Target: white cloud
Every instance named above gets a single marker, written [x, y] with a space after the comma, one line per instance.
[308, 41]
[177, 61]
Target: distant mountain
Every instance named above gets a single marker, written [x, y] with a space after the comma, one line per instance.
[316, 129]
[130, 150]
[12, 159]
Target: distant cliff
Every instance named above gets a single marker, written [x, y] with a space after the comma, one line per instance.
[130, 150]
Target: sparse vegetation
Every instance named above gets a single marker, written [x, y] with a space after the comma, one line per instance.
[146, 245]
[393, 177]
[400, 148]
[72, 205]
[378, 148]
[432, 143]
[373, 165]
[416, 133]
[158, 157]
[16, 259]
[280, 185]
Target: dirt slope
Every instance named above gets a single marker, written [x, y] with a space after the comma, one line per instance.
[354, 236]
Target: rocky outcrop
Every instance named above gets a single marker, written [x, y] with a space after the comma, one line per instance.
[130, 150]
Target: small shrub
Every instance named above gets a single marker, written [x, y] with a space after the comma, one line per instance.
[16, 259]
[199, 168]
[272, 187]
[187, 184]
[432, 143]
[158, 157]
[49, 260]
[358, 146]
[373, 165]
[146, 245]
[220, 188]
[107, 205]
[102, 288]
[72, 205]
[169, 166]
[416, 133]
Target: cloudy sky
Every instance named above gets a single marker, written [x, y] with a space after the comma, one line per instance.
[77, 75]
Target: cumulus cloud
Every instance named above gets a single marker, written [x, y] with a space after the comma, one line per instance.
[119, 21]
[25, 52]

++++

▸ **Exercise instructions**
A word-for-word restatement of all the records is required.

▸ **Your response**
Target: white cloud
Every instance named above gets a single marker, written [x, y] with a space after the comma, one line per instance.
[308, 41]
[177, 61]
Target: distant mountain
Every instance named above gets a single marker, written [x, y] with a space after the comma, one line per instance.
[316, 129]
[130, 150]
[12, 159]
Target: distant cliff
Every instance named above gets a single marker, written [x, y] with a space after the comma, one line per instance.
[130, 150]
Target: sparse vegetation
Every instance named above gets a single marker, written [x, y] with a space after the comma, one line per instance.
[146, 245]
[393, 177]
[400, 148]
[72, 205]
[378, 148]
[432, 143]
[373, 165]
[416, 133]
[158, 157]
[16, 259]
[280, 185]
Target: dirt slope
Every instance named above gets a single marker, written [x, y] with a space after the comma, one line per instance.
[354, 236]
Target: rocky outcrop
Every instance named above gets a single marker, written [x, y] with a space after the comma, one line per instance.
[130, 150]
Target: small shrub
Every instance named above gets a single marker, written [x, y] with a space after the comma, one line per instance.
[16, 259]
[199, 168]
[272, 187]
[187, 184]
[432, 143]
[158, 157]
[49, 260]
[358, 146]
[373, 165]
[146, 245]
[220, 188]
[107, 205]
[102, 288]
[72, 205]
[169, 166]
[416, 133]
Target: cloudy sky
Every instance named above gets a single marker, written [x, y] with a space after the comma, one line per instance.
[77, 75]
Target: cumulus cloud
Every instance named above gets a single marker, written [x, y] with a space after the comma, one line per instance.
[119, 21]
[25, 52]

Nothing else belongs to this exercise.